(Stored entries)
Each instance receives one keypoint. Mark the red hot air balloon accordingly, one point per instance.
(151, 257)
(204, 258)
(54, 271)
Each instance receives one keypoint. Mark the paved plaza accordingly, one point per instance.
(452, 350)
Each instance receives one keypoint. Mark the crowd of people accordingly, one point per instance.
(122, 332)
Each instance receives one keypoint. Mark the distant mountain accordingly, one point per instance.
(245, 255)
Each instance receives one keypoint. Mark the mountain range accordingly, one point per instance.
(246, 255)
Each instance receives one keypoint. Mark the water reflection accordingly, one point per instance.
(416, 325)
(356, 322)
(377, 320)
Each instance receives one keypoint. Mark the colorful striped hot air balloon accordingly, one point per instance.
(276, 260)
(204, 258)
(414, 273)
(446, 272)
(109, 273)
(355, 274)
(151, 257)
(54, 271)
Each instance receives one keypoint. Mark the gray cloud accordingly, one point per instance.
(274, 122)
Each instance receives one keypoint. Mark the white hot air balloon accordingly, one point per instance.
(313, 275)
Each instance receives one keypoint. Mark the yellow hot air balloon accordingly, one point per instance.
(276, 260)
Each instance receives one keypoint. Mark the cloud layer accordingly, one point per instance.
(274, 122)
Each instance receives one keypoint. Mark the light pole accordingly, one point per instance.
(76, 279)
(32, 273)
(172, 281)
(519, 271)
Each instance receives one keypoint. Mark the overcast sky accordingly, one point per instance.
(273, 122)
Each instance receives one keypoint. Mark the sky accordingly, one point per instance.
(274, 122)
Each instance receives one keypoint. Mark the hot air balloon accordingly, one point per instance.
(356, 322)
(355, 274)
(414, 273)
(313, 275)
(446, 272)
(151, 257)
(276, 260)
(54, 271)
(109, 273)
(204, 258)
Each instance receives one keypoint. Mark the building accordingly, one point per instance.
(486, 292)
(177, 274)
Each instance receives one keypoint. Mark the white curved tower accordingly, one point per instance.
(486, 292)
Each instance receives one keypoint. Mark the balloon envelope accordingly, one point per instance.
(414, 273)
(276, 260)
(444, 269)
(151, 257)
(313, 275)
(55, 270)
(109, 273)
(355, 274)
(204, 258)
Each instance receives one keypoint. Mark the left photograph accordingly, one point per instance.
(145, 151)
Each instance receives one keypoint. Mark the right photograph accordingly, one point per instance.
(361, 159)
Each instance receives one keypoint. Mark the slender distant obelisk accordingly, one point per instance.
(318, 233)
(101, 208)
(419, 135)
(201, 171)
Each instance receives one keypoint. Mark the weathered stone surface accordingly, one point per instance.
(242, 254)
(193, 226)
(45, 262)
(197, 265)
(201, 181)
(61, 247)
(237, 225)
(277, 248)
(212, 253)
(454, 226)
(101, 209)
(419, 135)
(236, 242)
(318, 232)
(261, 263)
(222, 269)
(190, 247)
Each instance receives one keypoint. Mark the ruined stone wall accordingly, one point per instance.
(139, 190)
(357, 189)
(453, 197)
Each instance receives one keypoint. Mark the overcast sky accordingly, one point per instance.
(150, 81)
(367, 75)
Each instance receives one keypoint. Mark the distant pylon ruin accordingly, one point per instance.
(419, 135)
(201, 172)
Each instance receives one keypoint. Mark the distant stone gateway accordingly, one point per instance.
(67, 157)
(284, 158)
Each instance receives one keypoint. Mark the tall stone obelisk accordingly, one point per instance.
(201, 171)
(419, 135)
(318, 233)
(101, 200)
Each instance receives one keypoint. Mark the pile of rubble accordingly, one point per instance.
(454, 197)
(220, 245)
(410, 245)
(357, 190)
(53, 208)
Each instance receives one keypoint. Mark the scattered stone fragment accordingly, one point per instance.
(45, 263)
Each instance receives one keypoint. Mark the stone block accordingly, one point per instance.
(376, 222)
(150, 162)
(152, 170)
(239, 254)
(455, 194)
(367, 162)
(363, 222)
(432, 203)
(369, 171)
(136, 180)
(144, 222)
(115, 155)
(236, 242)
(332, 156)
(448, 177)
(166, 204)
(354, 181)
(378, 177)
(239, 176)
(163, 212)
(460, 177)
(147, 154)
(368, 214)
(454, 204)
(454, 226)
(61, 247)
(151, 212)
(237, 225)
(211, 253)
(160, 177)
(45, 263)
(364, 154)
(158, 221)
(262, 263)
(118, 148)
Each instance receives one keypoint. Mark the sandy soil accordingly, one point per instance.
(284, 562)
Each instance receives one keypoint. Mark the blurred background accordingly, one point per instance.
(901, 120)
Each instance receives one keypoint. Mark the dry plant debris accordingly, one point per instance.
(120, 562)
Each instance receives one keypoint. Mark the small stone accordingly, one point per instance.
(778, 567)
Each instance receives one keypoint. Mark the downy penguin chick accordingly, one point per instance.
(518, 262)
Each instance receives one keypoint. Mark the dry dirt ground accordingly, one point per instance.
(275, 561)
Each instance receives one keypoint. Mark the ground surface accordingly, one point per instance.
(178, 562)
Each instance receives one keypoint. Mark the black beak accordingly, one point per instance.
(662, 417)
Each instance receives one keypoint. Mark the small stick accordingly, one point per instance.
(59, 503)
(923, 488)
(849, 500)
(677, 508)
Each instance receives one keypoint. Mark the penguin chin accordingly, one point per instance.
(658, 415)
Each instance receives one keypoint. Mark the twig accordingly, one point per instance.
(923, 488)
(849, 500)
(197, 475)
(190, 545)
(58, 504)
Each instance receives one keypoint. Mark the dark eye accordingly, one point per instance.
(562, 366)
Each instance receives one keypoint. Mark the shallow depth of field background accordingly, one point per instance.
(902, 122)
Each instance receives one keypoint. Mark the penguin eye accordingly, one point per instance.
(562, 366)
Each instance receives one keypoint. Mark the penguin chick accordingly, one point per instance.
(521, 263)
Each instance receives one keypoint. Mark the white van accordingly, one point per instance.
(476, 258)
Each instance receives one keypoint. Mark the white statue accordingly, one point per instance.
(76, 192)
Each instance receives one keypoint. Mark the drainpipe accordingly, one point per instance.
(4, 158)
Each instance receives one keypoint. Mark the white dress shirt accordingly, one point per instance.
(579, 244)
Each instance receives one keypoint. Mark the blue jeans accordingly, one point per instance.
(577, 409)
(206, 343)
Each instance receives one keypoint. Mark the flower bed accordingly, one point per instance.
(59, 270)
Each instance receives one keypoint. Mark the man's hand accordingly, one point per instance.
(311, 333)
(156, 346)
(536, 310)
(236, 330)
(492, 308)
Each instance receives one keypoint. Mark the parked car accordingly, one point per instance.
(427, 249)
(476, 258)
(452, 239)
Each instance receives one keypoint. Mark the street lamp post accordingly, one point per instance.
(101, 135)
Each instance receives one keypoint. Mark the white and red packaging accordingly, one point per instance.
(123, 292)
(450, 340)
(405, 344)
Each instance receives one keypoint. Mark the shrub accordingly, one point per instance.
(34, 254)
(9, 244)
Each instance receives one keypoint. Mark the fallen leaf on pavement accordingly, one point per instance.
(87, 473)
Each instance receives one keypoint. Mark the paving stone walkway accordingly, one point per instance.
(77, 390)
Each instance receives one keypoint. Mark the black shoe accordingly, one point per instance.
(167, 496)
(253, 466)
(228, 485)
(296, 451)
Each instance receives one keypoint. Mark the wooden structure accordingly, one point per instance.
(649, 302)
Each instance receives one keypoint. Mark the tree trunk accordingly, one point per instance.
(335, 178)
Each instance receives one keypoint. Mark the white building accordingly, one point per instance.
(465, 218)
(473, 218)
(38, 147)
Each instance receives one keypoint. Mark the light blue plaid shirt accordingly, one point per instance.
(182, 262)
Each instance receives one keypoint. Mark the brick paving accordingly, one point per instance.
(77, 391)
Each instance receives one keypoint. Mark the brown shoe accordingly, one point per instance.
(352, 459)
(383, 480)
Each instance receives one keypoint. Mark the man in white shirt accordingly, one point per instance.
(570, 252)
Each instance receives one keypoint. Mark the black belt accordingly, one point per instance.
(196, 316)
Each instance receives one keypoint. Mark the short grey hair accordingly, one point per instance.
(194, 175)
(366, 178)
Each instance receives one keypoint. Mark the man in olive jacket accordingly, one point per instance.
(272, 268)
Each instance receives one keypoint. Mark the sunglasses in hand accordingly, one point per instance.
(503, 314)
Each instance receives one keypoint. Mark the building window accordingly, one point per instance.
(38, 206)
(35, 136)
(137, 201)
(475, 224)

**Problem:** Write out once more the lines above beginning at the line with "Each instance receives one keypoint. Mark the man in white"; continue through the final line and stop there.

**Problem solution:**
Each instance receives one keypoint. Mark the man in white shirt accordingly, one point per instance.
(570, 252)
Each instance receives one keypoint. Mark the black belt accordingly, one point per instance.
(196, 316)
Each instance receives one keypoint. Mark the short grey hair accordingly, one point per instance.
(194, 175)
(366, 178)
Each instance receives one keypoint. Mark the man in olive jacket accordingly, one point per instance.
(272, 268)
Each instance receives one keypoint. Mark the sunglasses in hand accordingly, one point per instance.
(503, 314)
Each instance receives one keypoint. Mark the building window accordingly, one point per instance.
(38, 206)
(35, 136)
(137, 201)
(475, 224)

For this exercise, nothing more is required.